Segmentation dataset excerpts

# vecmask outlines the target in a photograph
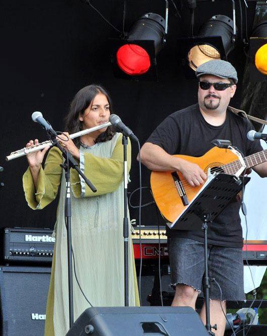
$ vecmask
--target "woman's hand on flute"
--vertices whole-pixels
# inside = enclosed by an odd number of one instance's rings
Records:
[[[79,150],[69,137],[69,135],[67,132],[64,132],[61,135],[59,135],[57,137],[57,139],[59,140],[60,145],[69,152],[74,158],[79,160],[80,152]]]
[[[30,148],[34,145],[39,144],[38,139],[35,139],[34,142],[33,140],[30,140],[26,144],[26,148]],[[42,150],[37,150],[36,151],[29,153],[26,155],[27,159],[29,163],[29,165],[30,168],[40,170],[44,156],[47,150],[49,149],[50,146],[47,146],[44,148]]]

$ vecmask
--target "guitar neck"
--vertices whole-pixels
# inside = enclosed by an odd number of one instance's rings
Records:
[[[252,154],[244,158],[247,169],[267,161],[267,149]],[[241,164],[239,160],[223,165],[221,168],[227,174],[234,175],[241,168]]]

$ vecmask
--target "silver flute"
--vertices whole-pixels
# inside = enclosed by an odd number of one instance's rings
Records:
[[[77,138],[78,136],[81,136],[82,135],[87,134],[89,133],[95,132],[95,131],[97,131],[99,129],[101,129],[101,128],[108,127],[109,126],[111,126],[111,123],[109,121],[107,123],[105,123],[105,124],[102,124],[99,126],[91,127],[91,128],[86,128],[86,129],[77,132],[77,133],[74,133],[73,134],[70,134],[69,136],[70,139],[74,139],[74,138]],[[60,136],[60,134],[59,135]],[[49,146],[50,147],[52,146],[52,142],[50,140],[48,140],[47,141],[44,141],[43,142],[39,143],[38,145],[33,145],[33,146],[28,147],[25,147],[24,148],[19,149],[19,150],[16,150],[15,152],[12,152],[10,153],[10,155],[6,157],[6,159],[7,161],[10,161],[10,160],[23,156],[30,153],[33,153],[33,152],[36,152],[38,150],[43,149],[46,147],[47,147],[47,146]]]

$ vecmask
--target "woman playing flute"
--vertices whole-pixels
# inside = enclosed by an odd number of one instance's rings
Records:
[[[76,94],[70,104],[66,129],[72,133],[107,122],[111,110],[111,98],[103,88],[85,87]],[[63,137],[60,136],[62,139]],[[37,139],[30,140],[26,147],[38,143]],[[97,193],[93,193],[76,171],[70,170],[72,244],[78,280],[93,305],[123,306],[122,135],[109,126],[73,140],[62,140],[61,143],[79,162],[80,169],[97,189]],[[130,141],[129,145],[128,172],[131,164]],[[63,336],[69,329],[67,232],[64,211],[65,179],[60,166],[63,159],[57,147],[49,151],[43,169],[42,162],[48,149],[47,147],[27,155],[29,166],[23,176],[23,188],[29,206],[41,209],[55,199],[60,185],[45,335]],[[131,244],[129,255],[129,305],[135,306],[139,304],[139,298]],[[75,321],[90,305],[78,288],[74,273],[73,286]]]

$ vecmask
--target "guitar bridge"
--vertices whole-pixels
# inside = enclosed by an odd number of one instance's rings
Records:
[[[180,197],[181,198],[183,204],[185,206],[186,205],[188,205],[189,204],[189,202],[182,182],[179,178],[179,176],[177,174],[177,172],[173,172],[171,173],[171,176],[172,177],[172,179],[173,179],[175,187],[178,191]]]

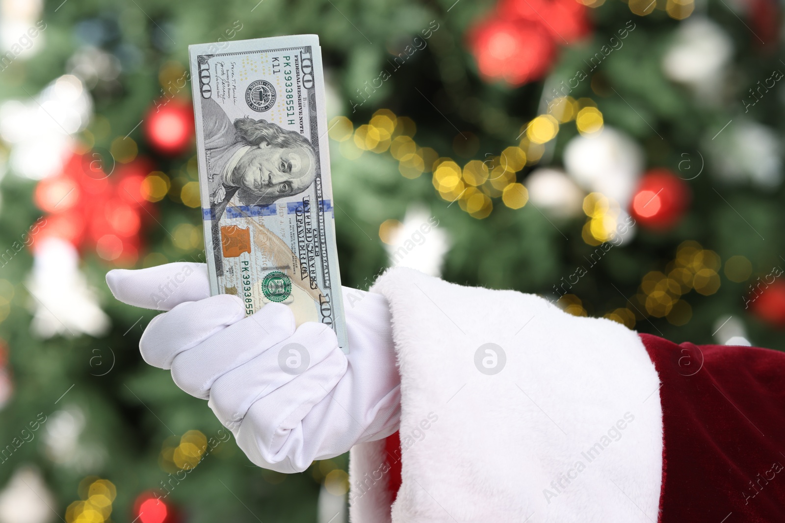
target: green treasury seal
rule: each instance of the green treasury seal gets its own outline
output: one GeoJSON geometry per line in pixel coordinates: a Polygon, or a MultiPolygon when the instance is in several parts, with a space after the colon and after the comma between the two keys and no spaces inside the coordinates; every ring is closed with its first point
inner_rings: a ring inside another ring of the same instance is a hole
{"type": "Polygon", "coordinates": [[[292,293],[292,281],[283,272],[271,272],[261,281],[261,292],[270,301],[283,301],[292,293]]]}

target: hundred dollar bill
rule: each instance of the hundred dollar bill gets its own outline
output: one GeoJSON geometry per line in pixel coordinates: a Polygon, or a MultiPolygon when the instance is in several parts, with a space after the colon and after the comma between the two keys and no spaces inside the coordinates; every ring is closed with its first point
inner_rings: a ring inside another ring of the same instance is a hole
{"type": "Polygon", "coordinates": [[[188,51],[211,294],[284,303],[348,352],[319,37],[188,51]]]}

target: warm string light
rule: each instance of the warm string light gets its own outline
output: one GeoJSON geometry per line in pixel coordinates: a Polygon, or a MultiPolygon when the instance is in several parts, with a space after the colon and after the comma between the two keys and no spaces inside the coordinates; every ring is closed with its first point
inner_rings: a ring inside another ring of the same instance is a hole
{"type": "MultiPolygon", "coordinates": [[[[439,156],[431,147],[418,145],[414,136],[417,125],[411,118],[398,116],[389,109],[379,109],[367,124],[356,129],[345,116],[330,121],[330,138],[338,142],[341,154],[349,160],[365,151],[389,151],[398,161],[398,170],[406,178],[414,179],[431,173],[433,187],[442,199],[457,202],[469,216],[482,219],[493,210],[494,200],[510,209],[520,209],[528,202],[526,187],[517,182],[517,173],[526,165],[538,163],[545,144],[559,133],[561,125],[575,120],[578,131],[590,134],[602,129],[602,113],[590,99],[560,96],[551,100],[548,110],[520,128],[517,145],[508,147],[498,156],[470,160],[462,167],[454,158],[439,156]]],[[[168,189],[166,180],[151,180],[150,198],[162,198],[168,189]]],[[[165,176],[165,175],[164,175],[165,176]]]]}
{"type": "Polygon", "coordinates": [[[117,488],[111,481],[95,477],[86,478],[79,485],[82,499],[68,505],[66,523],[104,523],[111,514],[111,503],[117,488]]]}
{"type": "MultiPolygon", "coordinates": [[[[740,281],[745,274],[749,275],[747,267],[749,262],[746,259],[733,260],[728,267],[731,260],[726,263],[725,272],[734,275],[736,279],[732,281],[740,281]]],[[[629,300],[629,307],[615,309],[606,313],[604,318],[630,329],[635,326],[637,321],[648,317],[665,318],[677,326],[686,325],[692,317],[692,308],[682,296],[692,290],[703,296],[715,293],[720,288],[721,265],[717,252],[703,249],[697,242],[683,242],[677,249],[676,258],[665,267],[664,272],[652,271],[641,278],[637,293],[629,300]]],[[[561,296],[558,303],[571,314],[586,315],[580,299],[573,294],[561,296]]]]}

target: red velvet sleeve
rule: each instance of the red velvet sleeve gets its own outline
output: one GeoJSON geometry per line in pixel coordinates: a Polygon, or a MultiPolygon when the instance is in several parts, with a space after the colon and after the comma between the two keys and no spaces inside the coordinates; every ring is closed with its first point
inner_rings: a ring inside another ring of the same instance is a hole
{"type": "Polygon", "coordinates": [[[641,339],[661,383],[659,521],[785,521],[785,353],[641,339]]]}

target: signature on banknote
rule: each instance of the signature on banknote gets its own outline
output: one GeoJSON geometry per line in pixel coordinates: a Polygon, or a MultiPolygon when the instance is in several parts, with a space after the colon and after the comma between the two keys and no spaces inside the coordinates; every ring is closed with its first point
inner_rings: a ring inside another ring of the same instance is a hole
{"type": "Polygon", "coordinates": [[[318,38],[189,50],[212,292],[284,303],[348,350],[318,38]]]}

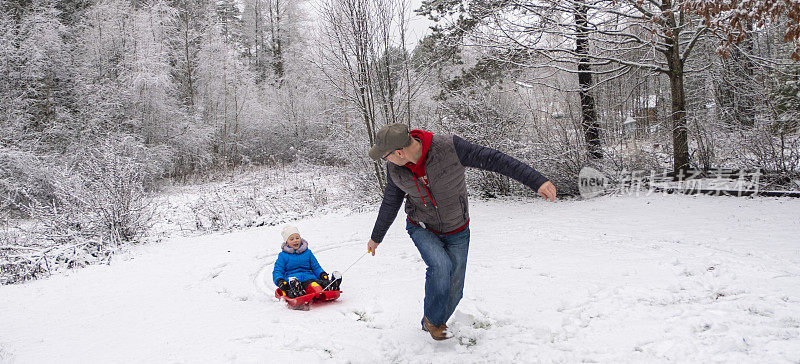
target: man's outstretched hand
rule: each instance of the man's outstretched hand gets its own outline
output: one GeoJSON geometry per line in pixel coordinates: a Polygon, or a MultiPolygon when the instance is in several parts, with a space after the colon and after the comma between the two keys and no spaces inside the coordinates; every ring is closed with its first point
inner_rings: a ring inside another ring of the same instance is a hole
{"type": "Polygon", "coordinates": [[[380,245],[380,243],[376,243],[372,239],[369,239],[369,242],[367,243],[367,252],[372,253],[372,256],[374,257],[375,249],[378,249],[378,245],[380,245]]]}
{"type": "Polygon", "coordinates": [[[550,181],[543,183],[539,187],[539,191],[536,192],[538,192],[540,196],[544,197],[545,200],[549,200],[550,202],[554,202],[556,200],[556,186],[553,186],[550,181]]]}

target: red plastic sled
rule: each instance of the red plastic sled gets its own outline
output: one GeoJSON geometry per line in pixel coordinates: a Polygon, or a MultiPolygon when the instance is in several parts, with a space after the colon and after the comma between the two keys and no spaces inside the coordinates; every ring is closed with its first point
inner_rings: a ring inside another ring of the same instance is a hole
{"type": "Polygon", "coordinates": [[[286,301],[286,305],[293,309],[307,309],[308,305],[311,303],[333,301],[339,298],[341,294],[342,291],[323,291],[322,287],[309,285],[308,288],[306,288],[306,294],[295,298],[289,298],[289,296],[283,294],[280,288],[275,289],[275,298],[282,298],[286,301]]]}

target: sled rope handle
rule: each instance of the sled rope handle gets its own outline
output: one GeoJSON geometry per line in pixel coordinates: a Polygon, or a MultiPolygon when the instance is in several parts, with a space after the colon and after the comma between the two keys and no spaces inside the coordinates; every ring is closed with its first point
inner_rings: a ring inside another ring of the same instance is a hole
{"type": "MultiPolygon", "coordinates": [[[[345,269],[345,270],[344,270],[344,272],[342,272],[342,273],[341,273],[341,275],[344,275],[345,273],[347,273],[347,271],[348,271],[348,270],[350,270],[350,268],[353,268],[353,266],[354,266],[354,265],[356,265],[356,263],[358,263],[358,261],[359,261],[359,260],[361,260],[361,258],[363,258],[365,255],[367,255],[367,254],[369,254],[369,253],[371,253],[371,252],[372,252],[371,250],[367,250],[367,252],[366,252],[366,253],[364,253],[364,254],[361,254],[361,256],[360,256],[360,257],[358,257],[358,259],[356,259],[356,261],[355,261],[355,262],[353,262],[353,264],[350,264],[350,266],[349,266],[349,267],[347,267],[347,269],[345,269]]],[[[331,278],[333,278],[333,277],[331,277],[331,278]]],[[[330,287],[330,286],[333,284],[333,282],[334,282],[334,280],[333,280],[333,279],[331,279],[331,282],[330,282],[330,283],[328,283],[328,285],[327,285],[327,286],[325,286],[325,288],[323,288],[322,290],[323,290],[323,291],[327,290],[327,289],[328,289],[328,287],[330,287]]]]}

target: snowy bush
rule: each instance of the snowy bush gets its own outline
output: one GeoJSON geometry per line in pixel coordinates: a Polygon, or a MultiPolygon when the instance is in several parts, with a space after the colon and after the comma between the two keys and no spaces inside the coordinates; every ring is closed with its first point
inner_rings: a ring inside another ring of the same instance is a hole
{"type": "Polygon", "coordinates": [[[15,168],[4,173],[4,193],[20,196],[11,201],[30,220],[3,222],[0,283],[107,261],[119,244],[146,233],[153,214],[148,189],[163,162],[129,137],[81,149],[68,159],[17,153],[3,160],[4,169],[15,168]]]}

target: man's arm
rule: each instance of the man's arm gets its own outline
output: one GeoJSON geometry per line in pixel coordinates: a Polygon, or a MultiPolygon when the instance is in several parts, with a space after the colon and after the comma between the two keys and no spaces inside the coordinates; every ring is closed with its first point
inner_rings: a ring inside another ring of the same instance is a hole
{"type": "Polygon", "coordinates": [[[397,217],[397,212],[400,210],[400,206],[403,205],[403,198],[405,197],[406,193],[400,187],[397,187],[389,173],[386,173],[386,189],[383,191],[383,202],[381,202],[381,208],[378,210],[378,219],[375,221],[375,227],[372,228],[372,236],[370,236],[370,239],[376,244],[380,244],[383,241],[383,237],[386,236],[386,231],[389,230],[389,226],[392,225],[392,222],[397,217]]]}
{"type": "MultiPolygon", "coordinates": [[[[533,169],[533,167],[496,149],[472,144],[458,135],[453,135],[453,145],[455,145],[458,160],[464,167],[480,168],[500,173],[522,182],[522,184],[530,187],[534,191],[540,191],[540,188],[547,184],[545,186],[547,188],[545,189],[549,192],[549,186],[552,186],[552,183],[549,183],[547,178],[533,169]]],[[[553,188],[552,193],[554,199],[555,188],[553,188]]],[[[540,192],[540,194],[542,193],[540,192]]],[[[542,196],[545,198],[549,197],[545,195],[542,196]]]]}

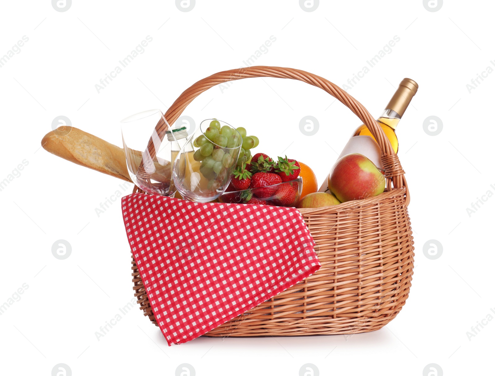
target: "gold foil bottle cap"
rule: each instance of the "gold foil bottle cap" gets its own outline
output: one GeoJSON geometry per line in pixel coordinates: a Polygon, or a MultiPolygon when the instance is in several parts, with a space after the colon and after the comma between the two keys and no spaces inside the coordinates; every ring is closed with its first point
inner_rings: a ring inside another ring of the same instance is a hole
{"type": "Polygon", "coordinates": [[[402,117],[412,97],[417,92],[418,87],[416,81],[410,78],[404,78],[400,82],[397,91],[385,108],[395,111],[402,117]]]}

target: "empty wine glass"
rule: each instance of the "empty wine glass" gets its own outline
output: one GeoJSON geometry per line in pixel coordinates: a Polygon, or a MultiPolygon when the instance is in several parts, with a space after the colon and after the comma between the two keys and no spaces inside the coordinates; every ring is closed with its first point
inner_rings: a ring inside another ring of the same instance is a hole
{"type": "Polygon", "coordinates": [[[224,121],[202,121],[174,163],[174,182],[182,197],[204,203],[223,193],[236,168],[242,141],[239,132],[224,121]]]}
{"type": "MultiPolygon", "coordinates": [[[[122,142],[131,179],[147,193],[173,196],[172,180],[174,157],[171,140],[176,141],[168,123],[159,109],[150,109],[126,117],[121,122],[122,142]],[[159,137],[160,123],[168,131],[159,137]]],[[[175,153],[177,153],[175,151],[175,153]]]]}

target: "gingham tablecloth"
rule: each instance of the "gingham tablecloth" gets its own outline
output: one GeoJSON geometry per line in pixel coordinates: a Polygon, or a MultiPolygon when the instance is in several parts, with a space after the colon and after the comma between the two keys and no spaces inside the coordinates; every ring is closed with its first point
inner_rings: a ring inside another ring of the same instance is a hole
{"type": "Polygon", "coordinates": [[[294,208],[122,199],[129,243],[169,346],[269,300],[321,265],[294,208]]]}

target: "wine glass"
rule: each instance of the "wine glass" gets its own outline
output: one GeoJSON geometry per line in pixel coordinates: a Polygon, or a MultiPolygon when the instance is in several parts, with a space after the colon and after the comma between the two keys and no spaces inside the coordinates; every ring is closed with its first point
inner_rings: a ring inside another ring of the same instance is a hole
{"type": "Polygon", "coordinates": [[[174,182],[182,197],[204,203],[223,193],[236,168],[242,141],[230,124],[216,119],[203,120],[174,163],[174,182]]]}
{"type": "Polygon", "coordinates": [[[120,122],[127,170],[134,184],[147,193],[173,196],[176,190],[171,178],[174,156],[170,140],[175,137],[172,132],[165,137],[170,127],[161,111],[145,111],[120,122]],[[161,137],[155,129],[159,123],[164,127],[161,137]]]}

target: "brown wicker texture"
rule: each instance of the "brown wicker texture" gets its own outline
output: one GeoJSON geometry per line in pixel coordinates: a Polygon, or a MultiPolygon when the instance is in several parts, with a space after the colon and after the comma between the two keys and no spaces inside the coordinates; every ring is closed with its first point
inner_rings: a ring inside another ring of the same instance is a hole
{"type": "MultiPolygon", "coordinates": [[[[364,200],[299,209],[316,243],[322,267],[304,280],[205,335],[352,334],[380,329],[397,315],[407,298],[414,247],[404,171],[381,128],[361,104],[318,76],[288,68],[253,66],[221,72],[198,81],[179,96],[165,117],[172,125],[189,103],[209,88],[257,77],[306,82],[350,108],[370,129],[382,151],[387,189],[364,200]]],[[[159,123],[156,129],[163,137],[167,126],[159,123]]],[[[132,269],[135,295],[145,315],[156,324],[134,260],[132,269]]]]}

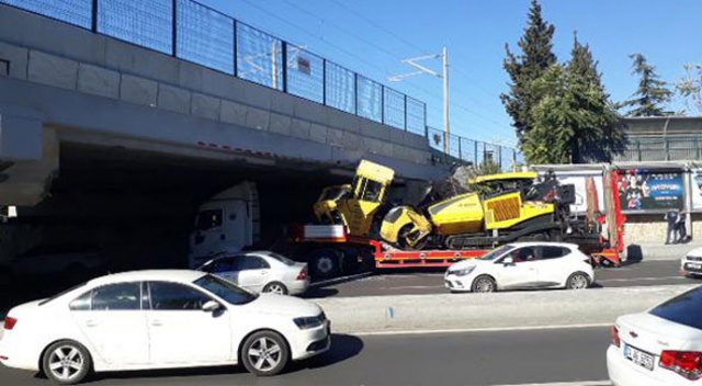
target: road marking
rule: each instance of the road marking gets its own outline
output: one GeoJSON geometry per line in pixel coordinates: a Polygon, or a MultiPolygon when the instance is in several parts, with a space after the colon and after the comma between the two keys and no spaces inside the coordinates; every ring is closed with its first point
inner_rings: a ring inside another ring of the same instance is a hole
{"type": "Polygon", "coordinates": [[[514,384],[514,385],[492,385],[492,386],[610,386],[609,381],[579,381],[579,382],[557,382],[551,384],[514,384]]]}
{"type": "Polygon", "coordinates": [[[565,330],[579,328],[601,328],[612,327],[612,323],[587,323],[587,325],[553,325],[553,326],[524,326],[524,327],[485,327],[485,328],[448,328],[432,330],[392,330],[392,331],[366,331],[351,332],[359,337],[375,336],[419,336],[433,333],[466,333],[466,332],[501,332],[501,331],[533,331],[533,330],[565,330]]]}
{"type": "Polygon", "coordinates": [[[656,281],[656,280],[686,280],[686,277],[683,277],[683,276],[658,276],[658,277],[604,279],[604,280],[596,279],[595,282],[596,283],[637,282],[637,281],[652,282],[652,281],[656,281]]]}
{"type": "Polygon", "coordinates": [[[383,290],[421,290],[421,288],[443,288],[444,285],[443,284],[437,284],[437,285],[405,285],[401,287],[387,287],[387,288],[383,288],[383,290]]]}

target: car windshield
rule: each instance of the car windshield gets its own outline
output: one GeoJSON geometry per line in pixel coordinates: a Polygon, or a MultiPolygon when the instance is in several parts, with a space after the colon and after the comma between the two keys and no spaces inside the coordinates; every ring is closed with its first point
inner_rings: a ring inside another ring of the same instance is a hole
{"type": "Polygon", "coordinates": [[[702,286],[669,299],[652,309],[650,314],[702,330],[702,286]]]}
{"type": "Polygon", "coordinates": [[[80,283],[80,284],[78,284],[78,285],[76,285],[76,286],[72,286],[72,287],[70,287],[70,288],[66,290],[66,291],[61,291],[61,292],[59,292],[58,294],[56,294],[56,295],[54,295],[54,296],[52,296],[52,297],[47,297],[47,298],[45,298],[44,300],[42,300],[42,303],[39,303],[39,306],[43,306],[43,305],[45,305],[45,304],[47,304],[47,303],[49,303],[49,302],[52,302],[52,300],[54,300],[54,299],[57,299],[57,298],[59,298],[59,297],[61,297],[61,296],[64,296],[64,295],[68,294],[69,292],[71,292],[71,291],[76,290],[76,288],[80,288],[80,287],[82,287],[82,286],[83,286],[83,285],[86,285],[86,284],[88,284],[88,282],[80,283]]]}
{"type": "Polygon", "coordinates": [[[204,288],[229,304],[242,305],[253,302],[258,295],[254,295],[231,282],[213,275],[204,275],[193,282],[196,286],[204,288]]]}
{"type": "Polygon", "coordinates": [[[285,265],[295,265],[295,262],[294,262],[294,261],[292,261],[292,260],[287,259],[286,257],[284,257],[284,256],[282,256],[282,254],[278,254],[278,253],[275,253],[275,252],[265,252],[265,253],[263,253],[263,254],[265,254],[265,256],[267,256],[267,257],[269,257],[269,258],[272,258],[272,259],[275,259],[275,260],[278,260],[278,261],[282,262],[282,263],[284,263],[285,265]]]}
{"type": "Polygon", "coordinates": [[[484,254],[483,257],[480,257],[478,259],[491,261],[491,260],[495,260],[495,259],[499,258],[505,252],[507,252],[507,251],[509,251],[510,249],[513,249],[513,248],[514,248],[514,246],[502,246],[502,247],[500,247],[498,249],[492,250],[491,252],[488,252],[487,254],[484,254]]]}

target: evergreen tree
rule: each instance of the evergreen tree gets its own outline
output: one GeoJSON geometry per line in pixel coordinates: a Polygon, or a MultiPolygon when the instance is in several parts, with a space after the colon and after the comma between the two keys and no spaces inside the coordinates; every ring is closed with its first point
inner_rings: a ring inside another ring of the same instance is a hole
{"type": "Polygon", "coordinates": [[[676,89],[688,110],[694,107],[702,113],[702,63],[684,65],[684,70],[686,77],[676,84],[676,89]]]}
{"type": "Polygon", "coordinates": [[[532,81],[539,101],[531,110],[532,129],[522,151],[532,163],[608,161],[624,148],[615,109],[602,86],[587,45],[574,41],[571,59],[553,65],[532,81]]]}
{"type": "Polygon", "coordinates": [[[510,77],[510,84],[509,93],[501,94],[500,99],[512,117],[520,143],[532,127],[530,111],[537,102],[530,94],[529,84],[556,63],[556,56],[552,52],[554,32],[555,27],[542,18],[539,2],[532,0],[528,25],[518,43],[521,54],[514,55],[509,45],[505,45],[507,57],[502,67],[510,77]]]}
{"type": "Polygon", "coordinates": [[[656,68],[646,61],[646,57],[642,54],[632,54],[629,56],[634,60],[634,70],[632,73],[638,75],[638,89],[632,95],[632,99],[624,102],[622,107],[631,107],[626,113],[627,116],[664,116],[669,113],[664,111],[661,105],[669,103],[672,92],[666,88],[666,82],[660,80],[655,72],[656,68]]]}

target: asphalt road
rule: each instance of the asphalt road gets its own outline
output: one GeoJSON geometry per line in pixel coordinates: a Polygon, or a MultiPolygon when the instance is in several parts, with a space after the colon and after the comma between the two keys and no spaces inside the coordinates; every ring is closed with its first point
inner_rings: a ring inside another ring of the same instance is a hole
{"type": "MultiPolygon", "coordinates": [[[[608,328],[453,334],[335,336],[324,356],[294,364],[283,375],[257,378],[238,366],[110,373],[92,385],[427,386],[520,385],[607,379],[608,328]]],[[[0,365],[2,385],[50,383],[0,365]]],[[[608,385],[588,383],[588,385],[608,385]]]]}
{"type": "MultiPolygon", "coordinates": [[[[624,287],[648,285],[702,284],[679,273],[678,260],[642,261],[622,268],[595,270],[595,284],[599,287],[624,287]]],[[[385,296],[445,294],[443,270],[434,272],[394,272],[322,285],[309,291],[306,297],[328,296],[385,296]]]]}

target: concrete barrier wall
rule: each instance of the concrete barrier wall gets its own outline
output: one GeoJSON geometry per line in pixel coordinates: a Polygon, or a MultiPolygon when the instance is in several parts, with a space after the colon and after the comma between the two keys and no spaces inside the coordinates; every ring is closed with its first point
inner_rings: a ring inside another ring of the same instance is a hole
{"type": "Polygon", "coordinates": [[[0,59],[15,79],[346,150],[431,160],[423,136],[1,4],[0,59]]]}

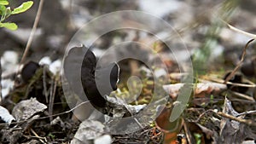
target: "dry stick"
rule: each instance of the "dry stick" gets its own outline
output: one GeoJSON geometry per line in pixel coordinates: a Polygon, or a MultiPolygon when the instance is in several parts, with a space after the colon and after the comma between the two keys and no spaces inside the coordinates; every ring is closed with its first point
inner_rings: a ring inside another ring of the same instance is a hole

• EXERCISE DIRECTIONS: Find every line in the items above that contains the word "rope", and copy each of those lines.

• TASK SOLUTION:
target: sled rope handle
rule: each instance of the sled rope handle gets its own outline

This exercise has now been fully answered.